**Extracted data entries**

────

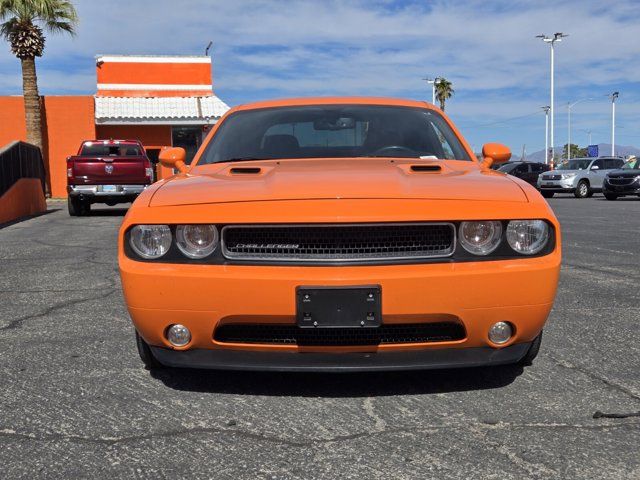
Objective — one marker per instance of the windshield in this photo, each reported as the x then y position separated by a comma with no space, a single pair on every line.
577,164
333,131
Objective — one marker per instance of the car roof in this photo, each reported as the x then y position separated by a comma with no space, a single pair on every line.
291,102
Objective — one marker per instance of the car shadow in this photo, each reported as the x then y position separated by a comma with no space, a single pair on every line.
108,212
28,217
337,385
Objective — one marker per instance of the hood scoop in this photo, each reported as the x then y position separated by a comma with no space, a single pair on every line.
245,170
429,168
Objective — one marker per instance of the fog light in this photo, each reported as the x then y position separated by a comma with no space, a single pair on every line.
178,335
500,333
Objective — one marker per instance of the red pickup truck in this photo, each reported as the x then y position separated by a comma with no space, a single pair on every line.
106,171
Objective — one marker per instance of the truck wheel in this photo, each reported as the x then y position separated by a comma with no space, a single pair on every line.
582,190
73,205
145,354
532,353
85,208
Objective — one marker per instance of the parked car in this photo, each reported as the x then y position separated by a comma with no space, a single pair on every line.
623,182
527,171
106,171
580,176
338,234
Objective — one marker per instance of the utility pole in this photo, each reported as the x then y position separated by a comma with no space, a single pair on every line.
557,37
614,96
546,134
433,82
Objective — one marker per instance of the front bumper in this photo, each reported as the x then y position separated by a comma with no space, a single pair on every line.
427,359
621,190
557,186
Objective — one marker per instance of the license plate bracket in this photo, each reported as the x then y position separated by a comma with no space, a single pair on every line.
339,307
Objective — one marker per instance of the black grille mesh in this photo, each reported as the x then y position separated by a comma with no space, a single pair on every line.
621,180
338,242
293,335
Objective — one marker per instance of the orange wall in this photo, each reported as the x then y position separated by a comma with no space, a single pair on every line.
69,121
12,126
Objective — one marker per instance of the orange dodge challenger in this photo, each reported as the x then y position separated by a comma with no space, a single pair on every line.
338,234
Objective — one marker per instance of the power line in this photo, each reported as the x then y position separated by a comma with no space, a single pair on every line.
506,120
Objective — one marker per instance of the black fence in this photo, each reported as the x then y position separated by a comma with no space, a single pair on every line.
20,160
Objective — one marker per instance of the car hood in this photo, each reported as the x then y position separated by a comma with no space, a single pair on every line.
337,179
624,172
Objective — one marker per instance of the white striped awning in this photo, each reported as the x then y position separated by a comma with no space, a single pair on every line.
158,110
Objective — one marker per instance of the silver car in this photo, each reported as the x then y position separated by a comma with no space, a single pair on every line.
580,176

────

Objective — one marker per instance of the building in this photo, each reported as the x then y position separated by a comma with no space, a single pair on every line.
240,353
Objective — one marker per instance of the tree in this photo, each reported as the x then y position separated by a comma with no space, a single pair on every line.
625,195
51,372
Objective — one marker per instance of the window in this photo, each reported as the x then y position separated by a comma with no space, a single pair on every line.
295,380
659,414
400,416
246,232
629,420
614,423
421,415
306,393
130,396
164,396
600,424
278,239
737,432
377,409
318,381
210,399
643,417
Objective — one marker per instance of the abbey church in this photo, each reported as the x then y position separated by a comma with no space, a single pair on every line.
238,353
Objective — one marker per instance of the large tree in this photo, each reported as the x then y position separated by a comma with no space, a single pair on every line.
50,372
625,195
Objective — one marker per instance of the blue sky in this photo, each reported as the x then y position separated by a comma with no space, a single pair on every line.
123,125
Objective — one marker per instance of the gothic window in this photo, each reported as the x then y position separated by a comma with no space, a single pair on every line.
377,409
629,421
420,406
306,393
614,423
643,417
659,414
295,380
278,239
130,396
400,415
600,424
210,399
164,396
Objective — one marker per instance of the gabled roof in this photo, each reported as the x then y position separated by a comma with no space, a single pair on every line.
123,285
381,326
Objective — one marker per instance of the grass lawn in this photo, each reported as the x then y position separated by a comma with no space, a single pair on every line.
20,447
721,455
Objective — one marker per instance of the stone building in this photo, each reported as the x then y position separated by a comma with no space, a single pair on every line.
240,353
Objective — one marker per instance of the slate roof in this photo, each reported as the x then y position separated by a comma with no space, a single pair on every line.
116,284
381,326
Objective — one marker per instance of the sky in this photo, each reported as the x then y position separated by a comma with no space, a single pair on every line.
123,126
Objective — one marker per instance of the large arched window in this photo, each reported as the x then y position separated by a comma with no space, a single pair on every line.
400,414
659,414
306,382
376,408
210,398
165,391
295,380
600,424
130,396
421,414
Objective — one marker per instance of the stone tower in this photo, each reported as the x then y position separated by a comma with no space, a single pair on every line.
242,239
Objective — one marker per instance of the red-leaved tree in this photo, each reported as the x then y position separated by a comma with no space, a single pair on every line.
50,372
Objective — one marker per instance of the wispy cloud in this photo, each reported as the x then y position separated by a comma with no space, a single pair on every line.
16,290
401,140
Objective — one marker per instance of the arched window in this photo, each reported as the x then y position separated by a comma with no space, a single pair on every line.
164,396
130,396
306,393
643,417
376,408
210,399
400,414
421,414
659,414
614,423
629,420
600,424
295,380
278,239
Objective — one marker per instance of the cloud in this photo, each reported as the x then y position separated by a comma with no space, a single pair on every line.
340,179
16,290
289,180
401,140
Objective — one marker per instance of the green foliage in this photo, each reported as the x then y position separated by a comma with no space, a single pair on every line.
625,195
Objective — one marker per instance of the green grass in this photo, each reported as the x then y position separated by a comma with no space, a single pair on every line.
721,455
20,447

────

**TASK GOAL**
Extract every line in the records above that contains the word "green" and copy each of those lines.

**EXPECTED ANSWER**
Objective — one marker per instance of the green foliage in this photo, each reported as the x then y position separated by a comma with no space, a single pair on every line.
Objective — one marker per instance of the green grass in this photo, each reported as the x then y position separated by a comma with no space, a single pair on every line.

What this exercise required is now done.